● **Texto proporcionado**:
********************

Tal vez se trate de una apreciación personal, pero esta circunstancia no implicaría que no pueda argumentarse de un modo convincente. Por ejemplo: si bien la rompedora Psicosis es de lo más osada por deshacerse de su protagonista, Marion Crane (Janet Leigh), a medio metraje, una osadía mayor supone que La soga esté narrada casi con un único plano secuencia, falseado mediante trucajes más o menos evidentes, eso sí, para los analistas. Porque esta decisión de Hitchcock, no solo se aparta por completo de la forma de rodar y del montaje tradicionales, los de la inmensa mayoría del cine pasado, presente y futuro, sino que fue el primero que la tomó para casi la totalidad de un largometraje.
Esto conlleva una ruptura con las costumbres cinematográficas muy superior a un giro tan relevante de libreto, aunque ese giro resulte muy inusual. Y los que se refieren a La soga como “teatro filmado” no han entendido ni un poco de qué diantres va el asunto. Para empezar, las actuaciones sostenidas en un espacio permanente y reducido, sin cortes en la filmación hasta lo inevitable, no guardan relación alguna con lo de veras definitorio del cine, que es el enfoque de la cámara. Y la cámara incisiva de Hitchcock se mueve como corresponde. Él no se limitó a dejarla colocada ante el decorado y se dispuso a grabar al elenco en sus papeles. Y su planificación no tiene nada que ver con el teatro.

********************

● **Material proporcionado**:

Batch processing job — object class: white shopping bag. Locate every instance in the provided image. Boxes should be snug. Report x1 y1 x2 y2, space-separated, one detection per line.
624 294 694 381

********************

● **Actividades**:
1. Devuelve el fragmento del texto sobre La soga que va desde "Esto conlleva una" hasta "con el teatro.".
2. Pasa al inglés esta oración del texto sobre La soga: "Y la cámara incisiva de Hitchcock se mueve como corresponde."

● **Soluciones**:
1.
Esto conlleva una ruptura con las costumbres cinematográficas muy superior a un giro tan relevante de libreto, aunque ese giro resulte muy inusual. Y los que se refieren a La soga como “teatro filmado” no han entendido ni un poco de qué diantres va el asunto. Para empezar, las actuaciones sostenidas en un espacio permanente y reducido, sin cortes en la filmación hasta lo inevitable, no guardan relación alguna con lo de veras definitorio del cine, que es el enfoque de la cámara. Y la cámara incisiva de Hitchcock se mueve como corresponde. Él no se limitó a dejarla colocada ante el decorado y se dispuso a grabar al elenco en sus papeles. Y su planificación no tiene nada que ver con el teatro.

2. And Hitchcock's incisive camera moves as it should.